╔══

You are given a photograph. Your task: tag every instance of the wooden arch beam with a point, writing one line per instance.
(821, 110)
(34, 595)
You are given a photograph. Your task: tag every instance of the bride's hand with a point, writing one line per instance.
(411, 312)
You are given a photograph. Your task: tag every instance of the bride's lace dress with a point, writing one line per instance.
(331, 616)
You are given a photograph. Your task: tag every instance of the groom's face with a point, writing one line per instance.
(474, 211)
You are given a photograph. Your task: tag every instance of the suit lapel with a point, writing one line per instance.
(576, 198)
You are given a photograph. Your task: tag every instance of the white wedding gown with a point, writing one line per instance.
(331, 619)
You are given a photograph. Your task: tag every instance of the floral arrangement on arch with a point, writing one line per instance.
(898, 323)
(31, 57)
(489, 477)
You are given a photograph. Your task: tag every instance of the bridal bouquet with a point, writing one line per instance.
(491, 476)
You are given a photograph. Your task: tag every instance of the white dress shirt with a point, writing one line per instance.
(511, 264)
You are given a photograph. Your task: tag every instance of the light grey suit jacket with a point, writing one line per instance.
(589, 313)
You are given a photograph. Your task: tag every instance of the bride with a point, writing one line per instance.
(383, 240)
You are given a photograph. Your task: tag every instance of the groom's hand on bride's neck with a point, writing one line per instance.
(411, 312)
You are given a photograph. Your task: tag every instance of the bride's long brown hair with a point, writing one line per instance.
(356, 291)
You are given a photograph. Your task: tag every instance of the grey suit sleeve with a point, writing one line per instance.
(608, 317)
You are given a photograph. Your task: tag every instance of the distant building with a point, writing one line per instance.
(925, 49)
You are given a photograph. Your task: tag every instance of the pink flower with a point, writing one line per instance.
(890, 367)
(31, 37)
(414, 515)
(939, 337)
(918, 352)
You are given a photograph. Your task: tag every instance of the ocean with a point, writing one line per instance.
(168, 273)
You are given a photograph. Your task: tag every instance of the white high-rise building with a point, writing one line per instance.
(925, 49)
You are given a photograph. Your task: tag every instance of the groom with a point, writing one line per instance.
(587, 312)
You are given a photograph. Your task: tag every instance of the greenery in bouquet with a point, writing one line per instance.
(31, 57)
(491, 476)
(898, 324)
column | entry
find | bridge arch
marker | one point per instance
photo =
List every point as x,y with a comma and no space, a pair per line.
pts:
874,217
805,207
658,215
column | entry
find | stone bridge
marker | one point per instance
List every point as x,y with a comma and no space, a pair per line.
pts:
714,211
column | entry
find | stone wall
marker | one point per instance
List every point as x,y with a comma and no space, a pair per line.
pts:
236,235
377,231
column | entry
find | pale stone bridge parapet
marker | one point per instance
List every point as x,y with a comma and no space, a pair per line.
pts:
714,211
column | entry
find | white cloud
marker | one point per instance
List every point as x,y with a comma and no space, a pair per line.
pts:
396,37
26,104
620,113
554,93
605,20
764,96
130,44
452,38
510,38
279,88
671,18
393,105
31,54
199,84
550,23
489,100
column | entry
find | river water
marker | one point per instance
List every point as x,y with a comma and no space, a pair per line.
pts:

╚══

_Brief:_ Reproduce all of the records above line for line, with no changes.

_Result for this exercise:_
You are given a photograph. Your task: tag every instance of the wooden arch beam with a point, writing one line per instance.
(821, 110)
(34, 595)
You are given a photograph. Your task: tag every instance of the bride's hand with a point, writing one line per instance.
(411, 312)
You are given a photograph. Your task: tag every instance of the bride's lace dress with a point, writing one line per instance.
(331, 616)
You are given a photograph. Your task: tag every instance of the groom's face with a point, writing one line per instance.
(474, 211)
You are given a photograph. Your task: tag every instance of the suit lapel with a point, writing one line per instance.
(576, 198)
You are given a photograph. Your task: tag every instance of the white wedding gown with a point, writing one line per instance.
(331, 619)
You are given a photograph. Your task: tag every instance of the floral arrangement on arch with a point, writing one line per instance.
(898, 323)
(31, 57)
(489, 477)
You are given a photograph. Your task: tag every instance of the bridal bouquet with a point, writing one line per instance.
(491, 476)
You are given a photograph. Your task: tag every instance of the white dress shirt with a point, writing one line per instance.
(511, 264)
You are given a photograph. Your task: tag every instance of the light grey suit jacket with a point, writing one line per instance.
(589, 313)
You are given a photograph. Your task: tag every instance of the bride with a point, writing one line per instance.
(383, 240)
You are given a photograph. Your task: tag every instance of the groom's hand on bride's neck with a point, writing one line per instance.
(411, 312)
You are given a photograph. Your task: tag every instance of the bride's long brown hair with a point, writing one line per instance.
(356, 291)
You are given a photograph. Your task: tag every instance of the grey suit sleeve with a point, writing one line per instance.
(608, 317)
You are given a photograph. Your task: tag every instance of the distant building with a point, writing one line per instance.
(925, 49)
You are given a photograph. Your task: tag every instance of the pink flower with a point, writing one line per instance.
(890, 367)
(31, 37)
(414, 515)
(939, 337)
(918, 352)
You are given a photograph. Your task: tag every instance of the ocean with a point, writing one line per instance.
(168, 273)
You are given a photograph. Your task: tag every instance of the white high-rise building with a point, writing one line per instance.
(925, 49)
You are given a photograph. Your task: tag every instance of the groom with a point, writing one line per instance.
(587, 312)
You are given a photograph. Your task: tag every instance of the greenery in bouquet with a point, writing one line per instance.
(31, 57)
(491, 476)
(898, 324)
column | entry
find | bridge arch
marker | one point per instance
photo =
List every point as x,y with a comma and no space, a pair per line.
pts:
874,217
805,207
658,215
column | entry
find | stone bridge
marker | one point per instance
List every point as x,y with a comma and no space, a pair per line.
pts:
714,211
column | entry
find | stone wall
marker | one point per instance
List every point as x,y with a comma and no space, a pair per line.
pts:
236,235
377,231
column | entry
find | pale stone bridge parapet
marker | one point per instance
List every point as x,y with a comma and no space, a pair per line.
pts:
714,211
column | entry
find | white cloud
marker | one point per instance
List every point as x,y with a comma and no space, a pair per line.
pts:
396,37
26,104
620,113
554,93
605,20
764,96
130,44
452,38
510,38
279,88
671,18
393,105
31,54
199,84
550,23
489,100
column | entry
find | river water
marker | one point per instance
List every point as x,y with a comma and no space, a pair per line.
pts:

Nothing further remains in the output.